— Begin Quoted passage —
Last updated on February 6th, 2023 at 2:37pm

We've long been an advocate of the multi-account cloud approach at cloudtamer.io. In this post, I'll share the reasons why you're much better off with more, rather than fewer, accounts.

A Good Idea at the Beginning

When companies started moving workloads from on-prem to cloud providers like AWS, Azure, and Google, many of them adopted the single account or monolithic account strategy. This is where more than one workload (or all your workloads) live in a single cloud account. Rightfully so because this was the messaging by cloud providers who wanted to reduce complexities for customers and make the experience less overwhelming. A single account is easier to get our arms around.

Of course, more and more workloads moved to the cloud. Organizations found it increasingly difficult to effectively manage workloads out of the same account.

Let's review a few of the challenges you'll hit as you grow. For this post, I'm defining a workload as a lifecycle environment for an application. For example, three workloads could be: a development (dev), staging, and production (prod) web application. Smaller companies may want to combine dev and staging into a single workload, but prod should always be separated for the reasons I'll detail below.

Managing Account Limits

AWS, Azure, and Google have soft and hard limits you need to stay within:

The cloud is a great tool for builders because you can spin up what seems like endless resources to help your applications scale and handle any type of load from customers. In reality, there are limits that you need to respect or you risk hampering the full potential of your workloads or, worse, you risk production downtime.

Luckily, the limits for single workloads rarely exceed the capacity of a single account. However, as the number of workloads in a single account increases, you can easily reach those limits. The soft limits may require a quick support ticket or an increase request to the cloud provider. You can usually increase your soft limits up to the hard limits.
— End Quoted passage —
— Begin Extracted entries —
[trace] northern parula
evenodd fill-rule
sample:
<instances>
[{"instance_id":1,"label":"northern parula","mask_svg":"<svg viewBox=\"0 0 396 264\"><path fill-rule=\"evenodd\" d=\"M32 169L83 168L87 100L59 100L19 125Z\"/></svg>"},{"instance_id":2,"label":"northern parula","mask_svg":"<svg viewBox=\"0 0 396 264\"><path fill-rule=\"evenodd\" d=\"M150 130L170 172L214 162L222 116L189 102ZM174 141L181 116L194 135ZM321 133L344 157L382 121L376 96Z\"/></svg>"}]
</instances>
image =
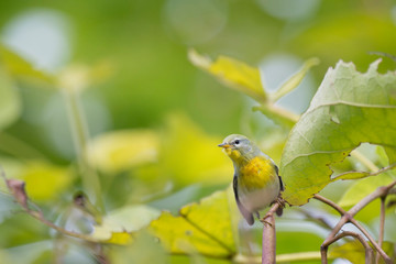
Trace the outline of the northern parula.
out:
<instances>
[{"instance_id":1,"label":"northern parula","mask_svg":"<svg viewBox=\"0 0 396 264\"><path fill-rule=\"evenodd\" d=\"M239 210L248 223L254 223L253 213L276 201L284 184L274 161L246 136L231 134L219 146L234 166L233 190ZM277 215L282 215L280 210Z\"/></svg>"}]
</instances>

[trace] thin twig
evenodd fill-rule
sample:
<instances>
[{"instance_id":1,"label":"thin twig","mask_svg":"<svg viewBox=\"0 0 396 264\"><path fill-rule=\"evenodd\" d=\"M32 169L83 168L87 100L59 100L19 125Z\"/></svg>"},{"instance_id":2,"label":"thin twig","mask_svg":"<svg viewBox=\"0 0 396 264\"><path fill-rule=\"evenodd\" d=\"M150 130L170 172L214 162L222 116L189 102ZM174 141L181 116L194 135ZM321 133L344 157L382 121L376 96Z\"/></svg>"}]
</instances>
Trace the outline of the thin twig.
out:
<instances>
[{"instance_id":1,"label":"thin twig","mask_svg":"<svg viewBox=\"0 0 396 264\"><path fill-rule=\"evenodd\" d=\"M370 233L353 218L360 210L362 210L365 206L367 206L370 202L372 202L373 200L375 200L376 198L380 197L384 197L386 196L391 189L396 185L396 180L393 182L392 184L384 186L384 187L380 187L377 188L375 191L373 191L372 194L370 194L369 196L364 197L361 201L359 201L354 207L352 207L348 212L344 211L340 206L338 206L337 204L321 197L321 196L315 196L316 199L331 206L332 208L334 208L338 212L341 213L341 219L340 221L337 223L337 226L334 227L334 229L331 231L331 233L329 234L329 237L324 240L323 245L328 244L329 241L332 241L334 239L334 237L337 235L337 233L341 230L341 228L348 223L351 222L353 223L358 229L360 229L362 231L362 233L370 240L370 242L373 244L373 246L375 248L375 250L380 253L380 255L384 258L385 263L393 263L391 257L382 250L382 248L376 243L376 241L373 239L372 235L370 235ZM326 251L327 252L327 251ZM326 253L324 251L321 251L321 254ZM322 260L324 260L324 256L322 255ZM327 262L323 262L327 263Z\"/></svg>"},{"instance_id":2,"label":"thin twig","mask_svg":"<svg viewBox=\"0 0 396 264\"><path fill-rule=\"evenodd\" d=\"M385 229L385 200L386 197L381 197L381 215L380 215L380 238L378 238L378 246L382 249L384 242L384 229ZM380 263L380 254L375 255L375 263Z\"/></svg>"},{"instance_id":3,"label":"thin twig","mask_svg":"<svg viewBox=\"0 0 396 264\"><path fill-rule=\"evenodd\" d=\"M279 208L275 202L263 218L263 254L262 264L274 264L276 262L276 232L274 213Z\"/></svg>"},{"instance_id":4,"label":"thin twig","mask_svg":"<svg viewBox=\"0 0 396 264\"><path fill-rule=\"evenodd\" d=\"M358 239L362 243L362 245L364 248L364 251L365 251L365 263L366 264L373 263L373 256L374 256L373 255L373 249L370 246L367 241L365 241L364 238L359 233L354 233L354 232L351 232L351 231L344 231L342 233L339 233L334 238L331 238L328 241L323 242L323 244L320 246L322 264L328 263L327 251L328 251L329 245L334 243L336 241L344 238L344 237L348 237L348 235Z\"/></svg>"},{"instance_id":5,"label":"thin twig","mask_svg":"<svg viewBox=\"0 0 396 264\"><path fill-rule=\"evenodd\" d=\"M321 195L315 195L314 196L315 199L324 202L326 205L329 205L330 207L332 207L333 209L336 209L341 216L345 215L346 211L344 209L342 209L339 205L337 205L336 202L333 202L332 200L329 200L326 197L322 197Z\"/></svg>"}]
</instances>

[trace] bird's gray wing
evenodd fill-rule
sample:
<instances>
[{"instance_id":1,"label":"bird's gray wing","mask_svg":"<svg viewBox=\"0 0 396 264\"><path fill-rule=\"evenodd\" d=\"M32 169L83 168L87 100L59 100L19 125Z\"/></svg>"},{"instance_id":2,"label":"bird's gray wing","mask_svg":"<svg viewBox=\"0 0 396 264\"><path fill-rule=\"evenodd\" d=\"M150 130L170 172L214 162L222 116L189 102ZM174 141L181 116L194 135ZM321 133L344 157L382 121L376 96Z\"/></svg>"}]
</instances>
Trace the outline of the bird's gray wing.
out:
<instances>
[{"instance_id":1,"label":"bird's gray wing","mask_svg":"<svg viewBox=\"0 0 396 264\"><path fill-rule=\"evenodd\" d=\"M283 191L283 190L285 190L285 186L284 186L283 180L282 180L282 177L280 177L280 175L279 175L279 168L278 168L276 165L274 165L274 166L275 166L276 175L279 177L280 191Z\"/></svg>"},{"instance_id":2,"label":"bird's gray wing","mask_svg":"<svg viewBox=\"0 0 396 264\"><path fill-rule=\"evenodd\" d=\"M283 180L282 180L282 177L280 177L280 175L279 175L279 168L278 168L276 165L274 165L274 166L275 166L276 175L277 175L278 178L279 178L279 189L280 189L280 191L284 191L284 190L285 190L285 186L284 186ZM280 197L280 194L279 194L279 197ZM283 215L283 207L282 207L282 206L278 207L278 209L276 210L276 215L277 215L278 217L280 217L280 216Z\"/></svg>"},{"instance_id":3,"label":"bird's gray wing","mask_svg":"<svg viewBox=\"0 0 396 264\"><path fill-rule=\"evenodd\" d=\"M238 196L238 177L237 177L237 175L234 175L234 178L233 178L233 189L234 189L235 201L237 201L239 210L241 211L243 218L246 219L246 222L250 226L252 226L254 223L253 215L250 211L248 211L248 209L244 208L243 205L241 204L241 201L239 200L239 196Z\"/></svg>"}]
</instances>

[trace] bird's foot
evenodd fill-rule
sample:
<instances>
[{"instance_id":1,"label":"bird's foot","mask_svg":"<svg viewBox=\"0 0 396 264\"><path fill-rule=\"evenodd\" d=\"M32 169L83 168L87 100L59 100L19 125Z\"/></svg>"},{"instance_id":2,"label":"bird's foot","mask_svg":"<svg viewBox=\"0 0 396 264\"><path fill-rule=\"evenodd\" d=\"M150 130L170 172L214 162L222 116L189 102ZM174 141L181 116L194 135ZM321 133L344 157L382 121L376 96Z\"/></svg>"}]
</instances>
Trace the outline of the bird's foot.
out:
<instances>
[{"instance_id":1,"label":"bird's foot","mask_svg":"<svg viewBox=\"0 0 396 264\"><path fill-rule=\"evenodd\" d=\"M264 216L262 219L260 219L260 221L261 221L264 226L270 226L270 227L272 227L273 224L266 220L267 218L271 218L271 217L273 217L273 212L268 211L267 213L265 213L265 216Z\"/></svg>"}]
</instances>

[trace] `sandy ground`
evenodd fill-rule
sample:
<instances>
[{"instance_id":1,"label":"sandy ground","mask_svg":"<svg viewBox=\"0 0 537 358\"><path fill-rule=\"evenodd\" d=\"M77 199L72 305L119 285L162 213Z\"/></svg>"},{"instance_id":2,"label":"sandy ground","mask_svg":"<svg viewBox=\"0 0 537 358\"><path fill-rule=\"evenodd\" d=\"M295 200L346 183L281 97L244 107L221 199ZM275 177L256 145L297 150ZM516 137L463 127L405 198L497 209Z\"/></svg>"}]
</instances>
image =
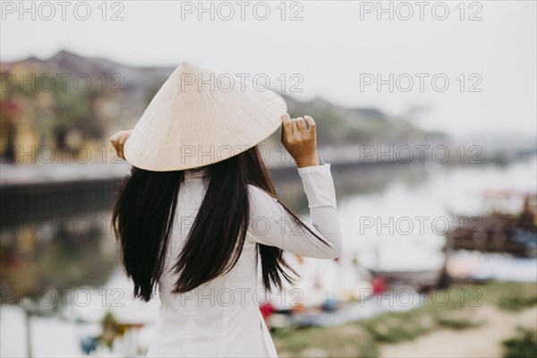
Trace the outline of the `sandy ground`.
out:
<instances>
[{"instance_id":1,"label":"sandy ground","mask_svg":"<svg viewBox=\"0 0 537 358\"><path fill-rule=\"evenodd\" d=\"M501 357L501 341L515 336L516 327L537 329L537 308L520 312L494 306L478 308L472 320L483 324L460 331L443 329L411 342L380 346L380 356L402 357Z\"/></svg>"}]
</instances>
— End Extracted entries —
Your objective:
Transcribe the post on multi-account cloud strategy word for word, everything from "Last updated on" down to "our arms around.".

Problem solution:
Last updated on February 6th, 2023 at 2:37pm

We've long been an advocate of the multi-account cloud approach at cloudtamer.io. In this post, I'll share the reasons why you're much better off with more, rather than fewer, accounts.

A Good Idea at the Beginning

When companies started moving workloads from on-prem to cloud providers like AWS, Azure, and Google, many of them adopted the single account or monolithic account strategy. This is where more than one workload (or all your workloads) live in a single cloud account. Rightfully so because this was the messaging by cloud providers who wanted to reduce complexities for customers and make the experience less overwhelming. A single account is easier to get our arms around.